▶ **Document section**
Fortean Times

Precogniti­on, talking dogs


• Clive Watson makes some good points about Wodewoses and cavemen [FT428:63]. I think the image of the primitive-looking caveman bearing a club (and often dragging a very un-primitive-looking woman by the hair), is an outdated (and misogynist­ic) view of our ancient ancestors, who would most likely be indistingu­ishable from 21st century people, given the same setting. I think the club is just the most primitive weapon illustrato­rs could depict, and is in keeping with the supposed brutestren­gth of the caveman. Perhaps the same reasoning applies to the illustrati­ons of Wodewoses.

• I was interested to read the letter from Marinus van der Sluijs, regarding very old people, and entirely agree with his doubts [FT428:64]. He quotes Clyde Edgar Keeler, regarding a woman “of one hundred and forty years age”. Although, as Marinus states, Keeler’s medical expertise appears to give the claim some authority, Keeler himself states that “age was still dealing more kindly with her than with most people in their seventies”, which strongly suggests that he (Keeler) is accepting the longevity claim without any medical evidence. Moreover, Keeler states: “It is well known that Indians usually do not get white hair until after the age of one hundred.” This seems a rather unprovable statement, and I am sure that many supposed super-centenaria­ns are simply people who have adopted a parent’s or grandparen­t’s identity

– or have simply put back their birth year by a few decades – for various reasons.

• Regarding Precogniti­ve Dreams [FT428:66], I wouldn’t presume to judge Roger Musson’s experience – only he really knows what it was like. I do believe, however, that our perception of coincidenc­e plays a large part in our beliefs about precogniti­on. In my opinion, if you dream of an unusual incident, and the next day something along those lines occurs, you are likely to recall the dream, whereas if nothing occurs to remind you of it, you are unlikely to recall it. Regarding animals anticipati­ng natural disasters, I think this is simply evidence of their vastly superior senses compared to humans, combined with their evolved instincts.

• As always, Peculiar Postcards was excellent. I am sure the talking dogs [FT428:68-69] were talked up a bit (pun intended), but I am equally sure they were able to convey an approximat­ion of various words, although I think that knowing in advance what the dog was trying to say would have aided the audience’s comprehens­ion. I myself encountere­d a talking cat, when I used to work in a large Hampshire village. I would go on regular walks on my lunch break, and often petted the local felines. One day as I was strolling along, I saw one of my cat friends walking towards me. I said “Hello” in a sort of baby-talk voice, and the cat seemed to reply with the same intonation, which was not like a regular “meow”, but as if it was repeating my greeting as closely as it could. I repeated my greeting, and the cat replied the same way. This never occurred again, but I know the cat knew I was friendly, and I am convinced that on that one occasion it recognised a friendly human greeting, and deliberate­ly copied it.

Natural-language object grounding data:
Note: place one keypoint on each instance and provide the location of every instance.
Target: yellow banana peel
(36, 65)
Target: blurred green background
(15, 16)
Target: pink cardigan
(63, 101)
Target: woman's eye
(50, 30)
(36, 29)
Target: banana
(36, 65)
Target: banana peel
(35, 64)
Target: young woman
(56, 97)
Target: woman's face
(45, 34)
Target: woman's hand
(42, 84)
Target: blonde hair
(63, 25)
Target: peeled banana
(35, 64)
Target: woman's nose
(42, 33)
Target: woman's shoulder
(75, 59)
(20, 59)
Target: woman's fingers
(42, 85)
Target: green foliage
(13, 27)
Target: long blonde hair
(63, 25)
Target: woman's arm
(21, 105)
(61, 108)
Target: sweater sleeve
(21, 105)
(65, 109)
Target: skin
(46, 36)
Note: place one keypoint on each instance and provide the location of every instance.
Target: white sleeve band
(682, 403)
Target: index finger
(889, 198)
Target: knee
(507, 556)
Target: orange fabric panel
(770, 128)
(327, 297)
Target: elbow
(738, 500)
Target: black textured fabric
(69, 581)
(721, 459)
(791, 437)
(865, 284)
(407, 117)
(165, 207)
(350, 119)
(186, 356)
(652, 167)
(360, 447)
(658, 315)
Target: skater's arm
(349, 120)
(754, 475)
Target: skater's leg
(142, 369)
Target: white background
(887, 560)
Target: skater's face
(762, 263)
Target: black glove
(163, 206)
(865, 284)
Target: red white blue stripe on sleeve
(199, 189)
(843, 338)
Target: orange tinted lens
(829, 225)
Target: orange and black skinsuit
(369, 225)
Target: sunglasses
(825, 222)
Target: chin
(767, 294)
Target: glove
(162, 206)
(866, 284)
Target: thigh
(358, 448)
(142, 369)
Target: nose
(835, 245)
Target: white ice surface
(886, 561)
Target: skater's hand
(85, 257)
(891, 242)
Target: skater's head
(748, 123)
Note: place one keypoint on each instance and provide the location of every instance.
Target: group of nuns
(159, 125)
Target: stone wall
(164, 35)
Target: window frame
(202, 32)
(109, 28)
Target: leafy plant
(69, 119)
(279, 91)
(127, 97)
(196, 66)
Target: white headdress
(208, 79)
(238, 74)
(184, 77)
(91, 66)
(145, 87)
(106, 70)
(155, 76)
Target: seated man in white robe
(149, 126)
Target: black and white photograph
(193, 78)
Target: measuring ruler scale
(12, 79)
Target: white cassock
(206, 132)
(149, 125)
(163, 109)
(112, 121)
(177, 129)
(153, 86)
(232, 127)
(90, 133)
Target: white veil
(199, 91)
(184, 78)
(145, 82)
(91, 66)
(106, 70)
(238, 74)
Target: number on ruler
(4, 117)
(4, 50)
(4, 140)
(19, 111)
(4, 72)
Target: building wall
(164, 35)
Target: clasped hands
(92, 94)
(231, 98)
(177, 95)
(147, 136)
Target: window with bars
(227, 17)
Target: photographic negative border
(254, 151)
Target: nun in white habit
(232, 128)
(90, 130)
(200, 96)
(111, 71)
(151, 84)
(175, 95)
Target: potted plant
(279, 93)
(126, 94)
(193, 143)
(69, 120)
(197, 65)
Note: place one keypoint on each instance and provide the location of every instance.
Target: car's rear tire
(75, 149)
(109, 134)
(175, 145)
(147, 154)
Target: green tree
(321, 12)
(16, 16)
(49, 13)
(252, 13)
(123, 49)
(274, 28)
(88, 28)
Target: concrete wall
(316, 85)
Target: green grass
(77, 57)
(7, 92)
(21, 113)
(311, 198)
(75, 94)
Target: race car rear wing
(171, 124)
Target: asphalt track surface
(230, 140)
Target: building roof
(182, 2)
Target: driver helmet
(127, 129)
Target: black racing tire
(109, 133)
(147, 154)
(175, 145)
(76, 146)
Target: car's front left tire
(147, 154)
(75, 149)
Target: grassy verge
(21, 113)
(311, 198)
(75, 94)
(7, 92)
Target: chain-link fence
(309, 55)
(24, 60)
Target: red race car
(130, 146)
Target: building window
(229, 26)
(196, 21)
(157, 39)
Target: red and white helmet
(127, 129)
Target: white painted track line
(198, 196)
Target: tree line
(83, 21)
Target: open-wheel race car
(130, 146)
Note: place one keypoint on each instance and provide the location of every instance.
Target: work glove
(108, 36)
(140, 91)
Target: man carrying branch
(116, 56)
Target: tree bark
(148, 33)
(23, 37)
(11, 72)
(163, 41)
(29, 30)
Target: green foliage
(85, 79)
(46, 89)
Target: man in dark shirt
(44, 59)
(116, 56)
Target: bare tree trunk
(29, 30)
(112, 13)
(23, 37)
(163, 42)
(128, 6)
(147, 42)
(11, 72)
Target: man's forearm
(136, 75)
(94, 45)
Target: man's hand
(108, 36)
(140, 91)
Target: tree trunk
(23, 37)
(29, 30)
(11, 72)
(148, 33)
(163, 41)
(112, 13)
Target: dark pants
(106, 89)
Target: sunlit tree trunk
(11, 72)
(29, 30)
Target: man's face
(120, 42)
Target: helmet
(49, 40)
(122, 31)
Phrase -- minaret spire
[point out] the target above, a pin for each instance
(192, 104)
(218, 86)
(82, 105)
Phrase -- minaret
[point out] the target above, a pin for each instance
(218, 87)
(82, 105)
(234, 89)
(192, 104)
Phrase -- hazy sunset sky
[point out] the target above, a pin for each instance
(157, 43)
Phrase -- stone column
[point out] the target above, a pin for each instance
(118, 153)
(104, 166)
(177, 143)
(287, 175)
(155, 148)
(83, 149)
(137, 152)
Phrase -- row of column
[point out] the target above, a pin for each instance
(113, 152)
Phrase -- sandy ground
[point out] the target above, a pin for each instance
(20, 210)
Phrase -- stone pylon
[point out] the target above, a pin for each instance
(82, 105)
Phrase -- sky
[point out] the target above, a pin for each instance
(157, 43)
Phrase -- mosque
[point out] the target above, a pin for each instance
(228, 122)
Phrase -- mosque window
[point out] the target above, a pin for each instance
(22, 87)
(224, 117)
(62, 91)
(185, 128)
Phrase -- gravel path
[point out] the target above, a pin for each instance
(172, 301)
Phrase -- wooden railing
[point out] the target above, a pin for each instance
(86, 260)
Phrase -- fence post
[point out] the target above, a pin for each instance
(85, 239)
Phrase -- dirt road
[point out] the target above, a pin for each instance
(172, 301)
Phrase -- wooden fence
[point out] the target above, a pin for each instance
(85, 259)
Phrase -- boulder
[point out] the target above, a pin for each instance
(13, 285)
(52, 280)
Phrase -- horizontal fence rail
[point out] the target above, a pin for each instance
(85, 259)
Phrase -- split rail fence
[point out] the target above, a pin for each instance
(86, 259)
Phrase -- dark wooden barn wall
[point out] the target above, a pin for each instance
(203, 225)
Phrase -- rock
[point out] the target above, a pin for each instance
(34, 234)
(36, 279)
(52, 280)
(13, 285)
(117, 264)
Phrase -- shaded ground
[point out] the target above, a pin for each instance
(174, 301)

▶ **Try it**
Reproduce the Fortean Times letter from "Precogniti­on, talking dogs" to "illustrati­ons of Wodewoses." word for word.

▶ **Answer area**
Precogniti­on, talking dogs


• Clive Watson makes some good points about Wodewoses and cavemen [FT428:63]. I think the image of the primitive-looking caveman bearing a club (and often dragging a very un-primitive-looking woman by the hair), is an outdated (and misogynist­ic) view of our ancient ancestors, who would most likely be indistingu­ishable from 21st century people, given the same setting. I think the club is just the most primitive weapon illustrato­rs could depict, and is in keeping with the supposed brutestren­gth of the caveman. Perhaps the same reasoning applies to the illustrati­ons of Wodewoses.